Could you set down exactly the lines in the records below between the line holding "<point>78,101</point>" and the line holding "<point>199,25</point>", inclusive?

SUPPLIED MATERIAL Block Start

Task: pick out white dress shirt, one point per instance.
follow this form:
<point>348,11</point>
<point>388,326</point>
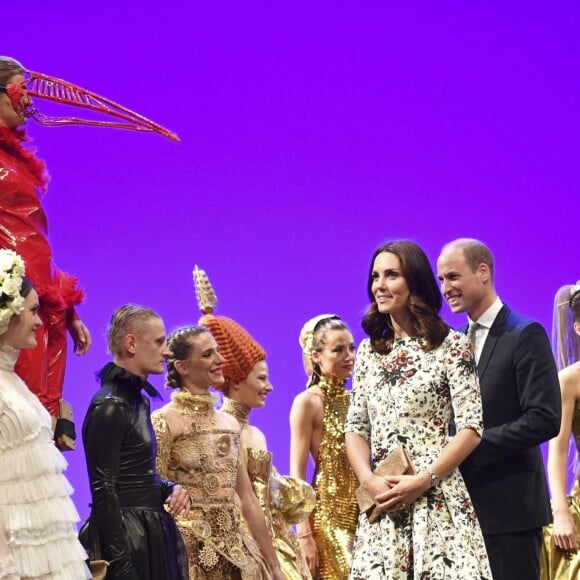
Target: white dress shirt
<point>485,322</point>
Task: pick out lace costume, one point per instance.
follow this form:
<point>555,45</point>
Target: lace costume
<point>24,229</point>
<point>333,520</point>
<point>128,517</point>
<point>555,563</point>
<point>284,500</point>
<point>205,460</point>
<point>37,515</point>
<point>410,395</point>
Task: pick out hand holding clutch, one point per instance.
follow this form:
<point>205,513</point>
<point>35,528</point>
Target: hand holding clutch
<point>397,462</point>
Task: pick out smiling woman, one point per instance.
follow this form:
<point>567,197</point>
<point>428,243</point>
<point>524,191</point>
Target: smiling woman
<point>284,500</point>
<point>317,423</point>
<point>199,448</point>
<point>411,376</point>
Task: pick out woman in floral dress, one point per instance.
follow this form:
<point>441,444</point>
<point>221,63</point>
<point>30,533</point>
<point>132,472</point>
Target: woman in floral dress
<point>411,376</point>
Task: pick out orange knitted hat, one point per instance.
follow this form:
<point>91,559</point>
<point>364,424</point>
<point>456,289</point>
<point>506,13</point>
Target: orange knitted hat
<point>240,351</point>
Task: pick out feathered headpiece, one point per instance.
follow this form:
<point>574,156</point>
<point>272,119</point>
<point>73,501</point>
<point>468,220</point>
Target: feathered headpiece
<point>240,351</point>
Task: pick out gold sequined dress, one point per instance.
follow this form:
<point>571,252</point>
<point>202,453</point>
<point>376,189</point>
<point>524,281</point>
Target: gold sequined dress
<point>333,520</point>
<point>557,564</point>
<point>204,460</point>
<point>284,500</point>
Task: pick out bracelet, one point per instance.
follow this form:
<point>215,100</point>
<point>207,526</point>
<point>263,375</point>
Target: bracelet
<point>435,479</point>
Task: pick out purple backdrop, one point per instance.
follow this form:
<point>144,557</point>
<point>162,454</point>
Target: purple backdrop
<point>310,133</point>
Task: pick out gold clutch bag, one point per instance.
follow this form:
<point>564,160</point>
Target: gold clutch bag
<point>397,462</point>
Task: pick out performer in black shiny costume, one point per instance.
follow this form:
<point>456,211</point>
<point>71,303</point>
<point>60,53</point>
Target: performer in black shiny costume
<point>128,520</point>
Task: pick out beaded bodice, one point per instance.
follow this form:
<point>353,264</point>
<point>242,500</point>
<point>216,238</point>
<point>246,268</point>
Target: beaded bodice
<point>205,464</point>
<point>333,520</point>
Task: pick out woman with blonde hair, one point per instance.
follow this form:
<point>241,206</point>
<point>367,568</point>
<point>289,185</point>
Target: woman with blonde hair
<point>284,500</point>
<point>317,421</point>
<point>199,448</point>
<point>560,558</point>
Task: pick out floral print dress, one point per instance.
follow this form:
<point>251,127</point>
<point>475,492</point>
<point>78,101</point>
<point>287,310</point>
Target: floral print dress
<point>409,396</point>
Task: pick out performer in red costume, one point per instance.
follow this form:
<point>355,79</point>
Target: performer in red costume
<point>23,228</point>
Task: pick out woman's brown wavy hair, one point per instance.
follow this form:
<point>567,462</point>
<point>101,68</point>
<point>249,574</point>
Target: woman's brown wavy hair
<point>424,300</point>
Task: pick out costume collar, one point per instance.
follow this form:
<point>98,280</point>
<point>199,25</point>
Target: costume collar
<point>239,411</point>
<point>11,141</point>
<point>115,373</point>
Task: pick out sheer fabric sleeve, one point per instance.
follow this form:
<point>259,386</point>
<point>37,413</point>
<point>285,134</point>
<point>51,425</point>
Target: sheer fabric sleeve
<point>463,383</point>
<point>164,444</point>
<point>357,419</point>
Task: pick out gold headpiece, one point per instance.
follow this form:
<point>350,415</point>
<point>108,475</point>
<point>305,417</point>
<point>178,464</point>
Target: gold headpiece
<point>240,351</point>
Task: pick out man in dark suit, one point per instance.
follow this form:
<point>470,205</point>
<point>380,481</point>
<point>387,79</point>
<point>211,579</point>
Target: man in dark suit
<point>521,409</point>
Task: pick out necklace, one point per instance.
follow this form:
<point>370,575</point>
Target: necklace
<point>237,410</point>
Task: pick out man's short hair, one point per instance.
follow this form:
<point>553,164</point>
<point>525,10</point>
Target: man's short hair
<point>129,318</point>
<point>475,253</point>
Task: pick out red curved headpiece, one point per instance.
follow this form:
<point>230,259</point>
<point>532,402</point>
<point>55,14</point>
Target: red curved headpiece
<point>65,93</point>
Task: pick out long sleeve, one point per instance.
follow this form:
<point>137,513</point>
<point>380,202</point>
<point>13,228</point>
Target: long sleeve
<point>164,444</point>
<point>538,394</point>
<point>103,434</point>
<point>357,419</point>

SUPPLIED MATERIAL Block End

### YOUR RESPONSE
<point>78,101</point>
<point>287,310</point>
Target: floral print dress
<point>409,396</point>
Task: pick out performer in red costume, one point per instance.
follow this form:
<point>355,79</point>
Target: performer in red costume
<point>23,228</point>
Task: pick out woman's brown wavy hair, one point per instance.
follow this form:
<point>567,462</point>
<point>101,68</point>
<point>249,574</point>
Target: woman's brown wavy hair
<point>424,300</point>
Task: pick out costume collar, one point per instance.
follow this form:
<point>98,280</point>
<point>199,25</point>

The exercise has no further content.